TEXTO FORNECIDO:
------------------------
AGORA O GOLPE É CONTRA TRUMP

Agora o Golpe é contra Trump

Humberto Rodrigues - English version published on Socialist Fight


A presidenta da Câmara dos Deputados dos EUA, Nancy Pelosi, abriu um processo de impeachment contra o governo de Donald Trump no dia 24 de setembro. A acusação contra o presidente é a de que ele violou a lei dos EUA por pressionar, através de uma ligação no dia 25 de julho, do novo presidente ucraniano, Volodymyr Zelenszy, a reabertura das investigações acerca de um escândalo de corrupção contra o filho do principal pré-candidato democrata as eleições de 2020, Joe Biden.

O filho de Biden, Hunter, ganhou o posto de diretor conselheiro da maior companhia de gás e energia da Ucrânia, o grupo Burisma, em 2014, dois meses após o golpe de Estado orquestrado pelo governo de Barak Obama, de quem Biden era vice presidente.

Esse fato em si é escandaloso, escancara a dupla moral do establishment imperialista e comprometem até o “bom moço” Obama e a alta cúpula dos “democratas”. Segundo as leis dos EUA, a CIA não pode realizar Golpes estrangeiros sem que o Presidente os aprove primeiro através de uma chamada "descoberta presidencial" (presidential finding) pela Emenda Hughes-Ryan de 1974. Obama está diretamente implicado na conspiração que derrubou um governo e orquestrou a mudança de regime que entre outros benefícios deu o controle do gás ucraniano ao filho de seu vice-presidente.
------------------------
DADOS EXTRAÍDOS:
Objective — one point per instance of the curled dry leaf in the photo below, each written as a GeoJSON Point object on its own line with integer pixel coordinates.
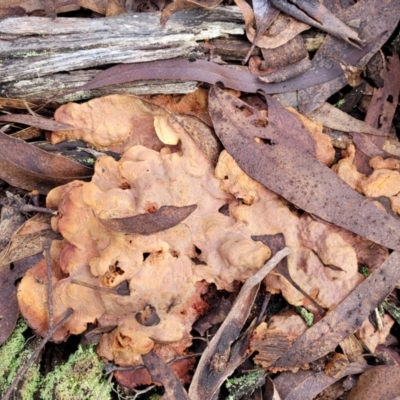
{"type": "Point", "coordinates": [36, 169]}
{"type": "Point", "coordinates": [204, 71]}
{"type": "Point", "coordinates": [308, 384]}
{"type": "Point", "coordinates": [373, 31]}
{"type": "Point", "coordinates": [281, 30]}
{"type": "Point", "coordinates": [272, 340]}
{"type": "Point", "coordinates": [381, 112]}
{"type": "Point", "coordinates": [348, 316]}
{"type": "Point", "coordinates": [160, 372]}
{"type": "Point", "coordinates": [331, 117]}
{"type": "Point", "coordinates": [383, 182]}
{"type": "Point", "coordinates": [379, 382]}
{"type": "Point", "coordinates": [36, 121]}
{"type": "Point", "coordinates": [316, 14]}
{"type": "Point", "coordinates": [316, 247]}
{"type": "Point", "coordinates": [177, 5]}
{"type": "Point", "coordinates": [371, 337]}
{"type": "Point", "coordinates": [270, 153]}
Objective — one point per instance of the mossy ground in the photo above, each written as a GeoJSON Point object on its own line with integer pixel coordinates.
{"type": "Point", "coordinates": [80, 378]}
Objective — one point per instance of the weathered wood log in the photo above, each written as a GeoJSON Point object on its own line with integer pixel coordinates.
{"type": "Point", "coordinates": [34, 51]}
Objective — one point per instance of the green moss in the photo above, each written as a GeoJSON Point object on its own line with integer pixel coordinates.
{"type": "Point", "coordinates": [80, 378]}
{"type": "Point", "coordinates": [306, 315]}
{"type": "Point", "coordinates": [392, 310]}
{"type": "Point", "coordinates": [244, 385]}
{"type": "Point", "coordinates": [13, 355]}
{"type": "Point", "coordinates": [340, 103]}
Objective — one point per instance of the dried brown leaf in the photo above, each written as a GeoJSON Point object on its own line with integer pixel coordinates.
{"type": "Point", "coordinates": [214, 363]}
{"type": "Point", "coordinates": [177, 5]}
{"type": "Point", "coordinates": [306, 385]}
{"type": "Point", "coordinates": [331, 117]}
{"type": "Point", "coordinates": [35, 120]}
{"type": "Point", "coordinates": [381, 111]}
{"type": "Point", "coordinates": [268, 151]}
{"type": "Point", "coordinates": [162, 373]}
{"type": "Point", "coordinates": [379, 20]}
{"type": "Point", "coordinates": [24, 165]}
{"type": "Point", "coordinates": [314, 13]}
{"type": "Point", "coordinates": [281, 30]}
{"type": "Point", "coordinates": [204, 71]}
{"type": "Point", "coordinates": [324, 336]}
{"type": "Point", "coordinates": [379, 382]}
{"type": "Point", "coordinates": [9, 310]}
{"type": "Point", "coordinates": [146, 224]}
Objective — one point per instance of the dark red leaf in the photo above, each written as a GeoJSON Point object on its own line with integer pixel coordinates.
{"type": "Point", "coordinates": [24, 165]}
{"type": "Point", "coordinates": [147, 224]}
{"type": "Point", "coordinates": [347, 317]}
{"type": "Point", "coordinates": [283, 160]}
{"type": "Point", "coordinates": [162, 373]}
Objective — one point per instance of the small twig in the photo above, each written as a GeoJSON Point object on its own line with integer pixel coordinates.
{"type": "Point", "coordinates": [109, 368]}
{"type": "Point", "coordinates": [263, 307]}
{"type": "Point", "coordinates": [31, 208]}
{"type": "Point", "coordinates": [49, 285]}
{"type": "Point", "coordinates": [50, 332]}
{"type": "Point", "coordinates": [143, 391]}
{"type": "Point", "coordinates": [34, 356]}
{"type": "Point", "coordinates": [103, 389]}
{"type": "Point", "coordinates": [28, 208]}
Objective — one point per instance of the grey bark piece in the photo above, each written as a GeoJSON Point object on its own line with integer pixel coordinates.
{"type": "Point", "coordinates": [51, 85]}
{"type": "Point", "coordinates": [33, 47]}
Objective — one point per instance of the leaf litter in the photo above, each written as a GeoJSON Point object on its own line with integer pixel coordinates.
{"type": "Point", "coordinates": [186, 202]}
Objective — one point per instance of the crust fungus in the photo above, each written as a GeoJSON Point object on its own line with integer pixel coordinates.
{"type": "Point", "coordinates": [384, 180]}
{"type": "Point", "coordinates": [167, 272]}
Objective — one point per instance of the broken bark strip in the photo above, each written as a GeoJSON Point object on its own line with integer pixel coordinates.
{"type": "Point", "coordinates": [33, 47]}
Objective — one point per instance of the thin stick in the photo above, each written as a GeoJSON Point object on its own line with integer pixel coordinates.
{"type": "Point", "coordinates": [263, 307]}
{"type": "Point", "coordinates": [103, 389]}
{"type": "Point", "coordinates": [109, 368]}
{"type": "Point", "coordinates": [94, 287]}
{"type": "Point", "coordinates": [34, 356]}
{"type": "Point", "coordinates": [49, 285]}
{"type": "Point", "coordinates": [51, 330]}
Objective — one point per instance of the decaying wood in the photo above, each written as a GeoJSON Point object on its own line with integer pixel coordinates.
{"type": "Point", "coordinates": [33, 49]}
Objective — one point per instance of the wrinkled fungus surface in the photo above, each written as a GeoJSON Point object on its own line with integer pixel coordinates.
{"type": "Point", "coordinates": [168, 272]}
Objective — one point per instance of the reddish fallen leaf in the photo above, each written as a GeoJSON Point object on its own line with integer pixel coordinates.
------------------------
TAREFA DADA 1:
Conte as linhas dos registros que contêm a palavra "wood" e dê apenas o número.
TAREFA DADA 2:
Prossiga com o texto sobre o impeachment contra Trump a partir da última frase dele.
O texto e os registros são materiais independentes entre si.

RESPOSTA 1:
2

RESPOSTA 2:
Essa situação nos leva a crer que embora o impeachment pareça uma medida ofensiva contra o governo Trump, trata-se na verdade de uma grande cortina de fumaça criada pela máquina partidária democrata para se proteger e ao seu candidato preferencial, que é o pivô do escândalo.

Esse ataque é uma defesa e o tiro inclusive pode sair pela culatra. É bem provável que essa tentativa de impeachment, já chamada de Ucraniagate, tenha o mesmo destino que o Russiagate, ou seja, também não derrube o governo Trump. A imagem de Biden não deve ficar melhor depois desse escândalo, que também pode favorecer a candidatura do democrata Bernie Sanders (77 anos, um a mais que Biden), mais popular que o ex vice-presidente e que teve a candidatura sabotada nas eleições de 2016 pela máquina partidária, ou favoreceer a pré-candidata democrata moderada Elizabeth Warren.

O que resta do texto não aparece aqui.